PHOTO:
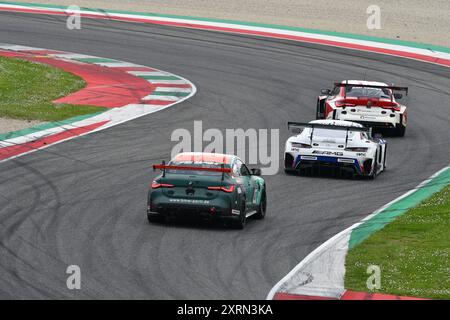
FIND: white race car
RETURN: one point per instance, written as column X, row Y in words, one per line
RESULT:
column 337, row 145
column 373, row 104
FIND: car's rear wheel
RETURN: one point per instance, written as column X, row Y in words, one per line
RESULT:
column 261, row 212
column 400, row 130
column 242, row 219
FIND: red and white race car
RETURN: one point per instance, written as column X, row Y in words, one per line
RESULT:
column 372, row 104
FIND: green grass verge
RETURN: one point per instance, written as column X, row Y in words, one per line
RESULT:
column 413, row 253
column 27, row 90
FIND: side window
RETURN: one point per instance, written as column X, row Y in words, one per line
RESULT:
column 245, row 171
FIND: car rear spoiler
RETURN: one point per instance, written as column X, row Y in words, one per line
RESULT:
column 393, row 88
column 328, row 126
column 325, row 126
column 165, row 167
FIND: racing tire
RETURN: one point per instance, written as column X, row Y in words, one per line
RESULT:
column 241, row 221
column 374, row 174
column 155, row 218
column 261, row 212
column 400, row 130
column 290, row 172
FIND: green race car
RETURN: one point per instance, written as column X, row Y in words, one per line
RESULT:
column 209, row 186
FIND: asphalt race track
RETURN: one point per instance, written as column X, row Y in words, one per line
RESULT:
column 83, row 202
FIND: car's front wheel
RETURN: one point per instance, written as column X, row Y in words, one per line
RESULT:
column 374, row 173
column 261, row 212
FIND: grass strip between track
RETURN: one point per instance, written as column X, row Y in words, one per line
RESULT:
column 413, row 252
column 28, row 89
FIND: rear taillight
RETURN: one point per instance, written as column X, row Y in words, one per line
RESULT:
column 357, row 149
column 156, row 185
column 228, row 189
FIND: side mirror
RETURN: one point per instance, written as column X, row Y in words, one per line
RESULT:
column 378, row 136
column 255, row 171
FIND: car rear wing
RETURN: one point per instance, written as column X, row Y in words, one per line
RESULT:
column 393, row 88
column 301, row 125
column 165, row 167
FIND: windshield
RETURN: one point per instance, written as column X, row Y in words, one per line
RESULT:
column 357, row 92
column 196, row 164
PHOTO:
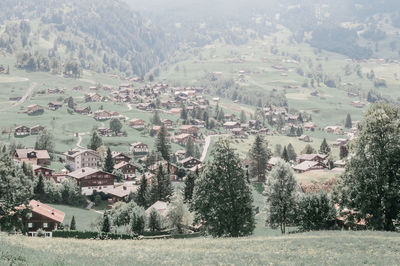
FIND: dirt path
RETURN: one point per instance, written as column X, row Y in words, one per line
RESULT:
column 23, row 99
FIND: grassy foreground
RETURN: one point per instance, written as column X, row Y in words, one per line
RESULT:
column 316, row 248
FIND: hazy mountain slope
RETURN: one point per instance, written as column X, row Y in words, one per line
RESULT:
column 99, row 34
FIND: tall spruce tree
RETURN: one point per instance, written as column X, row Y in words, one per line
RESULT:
column 95, row 141
column 291, row 152
column 259, row 156
column 222, row 198
column 109, row 162
column 348, row 123
column 162, row 143
column 371, row 180
column 73, row 224
column 324, row 148
column 285, row 155
column 280, row 196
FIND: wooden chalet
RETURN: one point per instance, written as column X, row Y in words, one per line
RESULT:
column 43, row 217
column 22, row 131
column 38, row 157
column 36, row 130
column 91, row 180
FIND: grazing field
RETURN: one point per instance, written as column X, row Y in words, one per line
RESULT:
column 314, row 248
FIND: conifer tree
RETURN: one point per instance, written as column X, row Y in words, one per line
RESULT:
column 259, row 156
column 280, row 196
column 285, row 155
column 222, row 198
column 324, row 148
column 39, row 188
column 291, row 152
column 106, row 226
column 162, row 143
column 95, row 141
column 371, row 180
column 73, row 224
column 109, row 162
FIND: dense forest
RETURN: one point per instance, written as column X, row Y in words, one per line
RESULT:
column 104, row 36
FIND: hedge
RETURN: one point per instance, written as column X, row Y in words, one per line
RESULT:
column 91, row 235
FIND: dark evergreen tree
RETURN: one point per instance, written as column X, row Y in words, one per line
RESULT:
column 222, row 198
column 73, row 224
column 95, row 141
column 259, row 156
column 109, row 162
column 371, row 180
column 348, row 123
column 162, row 143
column 324, row 148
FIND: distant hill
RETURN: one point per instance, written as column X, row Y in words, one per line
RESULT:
column 101, row 35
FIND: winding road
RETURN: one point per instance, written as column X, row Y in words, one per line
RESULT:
column 23, row 99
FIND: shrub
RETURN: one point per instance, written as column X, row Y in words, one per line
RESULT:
column 315, row 212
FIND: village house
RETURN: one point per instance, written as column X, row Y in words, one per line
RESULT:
column 231, row 125
column 101, row 115
column 128, row 169
column 137, row 123
column 121, row 192
column 55, row 105
column 36, row 130
column 38, row 157
column 22, row 131
column 80, row 158
column 91, row 180
column 44, row 171
column 82, row 110
column 167, row 123
column 305, row 138
column 139, row 149
column 334, row 129
column 34, row 109
column 306, row 166
column 92, row 97
column 120, row 157
column 43, row 217
column 191, row 163
column 189, row 129
column 312, row 157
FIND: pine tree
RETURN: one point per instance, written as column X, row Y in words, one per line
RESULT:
column 324, row 148
column 189, row 148
column 348, row 123
column 142, row 196
column 259, row 156
column 39, row 188
column 291, row 152
column 73, row 224
column 371, row 180
column 95, row 141
column 106, row 226
column 285, row 155
column 222, row 198
column 109, row 162
column 162, row 143
column 280, row 196
column 343, row 152
column 189, row 185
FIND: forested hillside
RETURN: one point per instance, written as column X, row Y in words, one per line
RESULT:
column 67, row 36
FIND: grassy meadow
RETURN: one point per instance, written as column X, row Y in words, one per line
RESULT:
column 314, row 248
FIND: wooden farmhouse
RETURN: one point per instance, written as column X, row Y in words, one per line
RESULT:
column 91, row 180
column 34, row 157
column 43, row 217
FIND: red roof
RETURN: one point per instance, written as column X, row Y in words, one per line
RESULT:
column 47, row 211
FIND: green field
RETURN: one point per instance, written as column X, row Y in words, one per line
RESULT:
column 314, row 248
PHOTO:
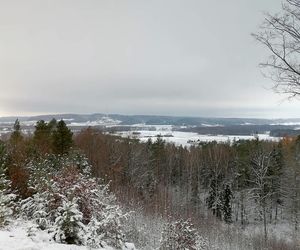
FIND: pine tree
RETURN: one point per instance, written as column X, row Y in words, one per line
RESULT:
column 181, row 234
column 16, row 135
column 68, row 225
column 226, row 206
column 62, row 138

• • • • •

GIVEN TASK
Write out all the material again with "RESULT" switched to "ANSWER" everywhere it appears and nothing else changed. Leave out the pictures.

FINISHED TASK
PHOTO:
FIND: white race car
RETURN: one point per instance, written as column X, row Y in words, one per line
ANSWER:
column 337, row 145
column 373, row 104
FIND: car's rear wheel
RETURN: one point per instance, written as column X, row Y in words, one per line
ANSWER:
column 261, row 212
column 400, row 130
column 242, row 219
FIND: red and white race car
RETURN: one point per instance, written as column X, row Y in words, one per line
ANSWER:
column 372, row 104
FIND: green grass verge
RETURN: one point per instance, written as column X, row Y in words, one per line
ANSWER:
column 413, row 253
column 27, row 90
FIND: side window
RETURN: one point per instance, written as column X, row Y in words, one per line
ANSWER:
column 245, row 171
FIND: car rear spoiler
RETURN: one point per instance, written as column X, row Y in words, one per line
ANSWER:
column 393, row 88
column 328, row 126
column 325, row 126
column 165, row 167
FIND: racing tire
RETURN: one point per instance, written as column X, row Y in words, one per line
ANSWER:
column 241, row 221
column 374, row 174
column 155, row 218
column 261, row 212
column 400, row 130
column 290, row 172
FIND: green race car
RETURN: one point per instance, written as column X, row Y in words, one per line
ANSWER:
column 209, row 186
FIND: asphalt race track
RETURN: one point per instance, written as column X, row Y in words, one per line
ANSWER:
column 83, row 202
FIND: car's front wheel
RETURN: one point per instance, written as column X, row Y in words, one per line
ANSWER:
column 374, row 173
column 261, row 212
FIND: grass strip between track
RETURN: one point per instance, written as column X, row Y in words, one per line
ANSWER:
column 413, row 252
column 28, row 89
FIND: rear taillight
RETURN: one point per instance, written as column X, row Y in words, one per line
ANSWER:
column 357, row 149
column 156, row 185
column 228, row 189
FIND: side mirror
RETURN: one point per instance, written as column X, row Y in words, one per line
ANSWER:
column 378, row 136
column 255, row 171
FIND: car rear wing
RETURN: one point per instance, written as column X, row Y in words, one per line
ANSWER:
column 393, row 88
column 301, row 125
column 165, row 167
FIND: windshield
RETURN: one point per instance, written as column X, row Y in words, one per line
ANSWER:
column 357, row 92
column 196, row 164
PHOTO:
FIND: dirt path
RETURN: one point per instance, written as column X, row Y in words, one per line
ANSWER:
column 23, row 99
FIND: grassy foreground
RETURN: one point per instance, written as column X, row Y in words, one per line
ANSWER:
column 316, row 248
FIND: hazy mountain slope
RETURN: one point per instance, written as column X, row Y in words, one per line
ANSWER:
column 99, row 34
FIND: tall spruce tree
RETURN: one point per instance, written as column X, row Y in words, one per line
ANSWER:
column 95, row 141
column 291, row 152
column 259, row 156
column 222, row 198
column 109, row 162
column 348, row 123
column 162, row 143
column 371, row 180
column 73, row 224
column 324, row 148
column 285, row 155
column 280, row 196
FIND: wooden chalet
RETURN: one point per instance, written as column X, row Y in words, one per line
ANSWER:
column 43, row 217
column 22, row 131
column 38, row 157
column 36, row 130
column 91, row 180
FIND: grazing field
RETURN: one point per instance, written as column X, row Y in words, one per line
ANSWER:
column 314, row 248
FIND: conifer tree
RETURN: one point per instance, written as column X, row Y in words, one per line
ANSWER:
column 259, row 156
column 280, row 196
column 285, row 155
column 222, row 198
column 324, row 148
column 39, row 188
column 291, row 152
column 106, row 226
column 162, row 143
column 95, row 141
column 371, row 180
column 73, row 224
column 109, row 162
FIND: dense forest
RETURN: one point per instance, written as column X, row Y in words, one per line
ANSWER:
column 104, row 36
FIND: hedge
RETURN: one point per instance, written as column X, row Y in words, one per line
ANSWER:
column 91, row 235
FIND: dark evergreen tree
RETURN: one point per instance, written as column X, row Y in words, one per line
ANSWER:
column 222, row 198
column 73, row 224
column 95, row 141
column 259, row 156
column 109, row 162
column 371, row 180
column 348, row 123
column 162, row 143
column 324, row 148
FIND: distant hill
RETURN: one point per instance, written as column X, row Y in words, one per line
ANSWER:
column 101, row 35
FIND: winding road
RETURN: one point per instance, written as column X, row Y in words, one per line
ANSWER:
column 23, row 99
FIND: shrub
RETURN: one point per instance, written as column X, row Y in words, one per line
ANSWER:
column 315, row 212
FIND: village house
RETURN: one point per instance, written as column X, row Y in words, one per line
ANSWER:
column 231, row 125
column 101, row 115
column 128, row 169
column 137, row 123
column 121, row 192
column 55, row 105
column 36, row 130
column 38, row 157
column 22, row 131
column 80, row 158
column 91, row 180
column 44, row 171
column 82, row 110
column 167, row 123
column 305, row 138
column 139, row 149
column 334, row 129
column 34, row 109
column 306, row 166
column 92, row 97
column 120, row 157
column 43, row 217
column 191, row 163
column 189, row 129
column 312, row 157
FIND: pine tree
RETURN: one point per instance, written as column X, row Y in words, one per line
ANSWER:
column 324, row 148
column 189, row 148
column 348, row 123
column 142, row 196
column 259, row 156
column 39, row 188
column 291, row 152
column 73, row 224
column 371, row 180
column 95, row 141
column 106, row 226
column 285, row 155
column 222, row 198
column 109, row 162
column 162, row 143
column 280, row 196
column 343, row 152
column 189, row 185
FIND: forested hillside
RETURN: one point per instance, written as column X, row Y in words, one per line
ANSWER:
column 67, row 36
FIND: grassy meadow
RETURN: one point per instance, written as column X, row Y in words, one per line
ANSWER:
column 314, row 248
FIND: wooden farmhouse
RETURN: one point per instance, written as column X, row Y in words, one per line
ANSWER:
column 91, row 180
column 34, row 157
column 43, row 217
FIND: red roof
RETURN: one point per instance, written as column X, row Y in words, one per line
ANSWER:
column 47, row 211
FIND: green field
RETURN: one point per instance, written as column X, row Y in words, one per line
ANSWER:
column 314, row 248
PHOTO:
FIND: pine tree
RETURN: one point per instance, written as column X, row Y in words, one per line
ANSWER:
column 181, row 234
column 16, row 135
column 68, row 225
column 226, row 206
column 62, row 138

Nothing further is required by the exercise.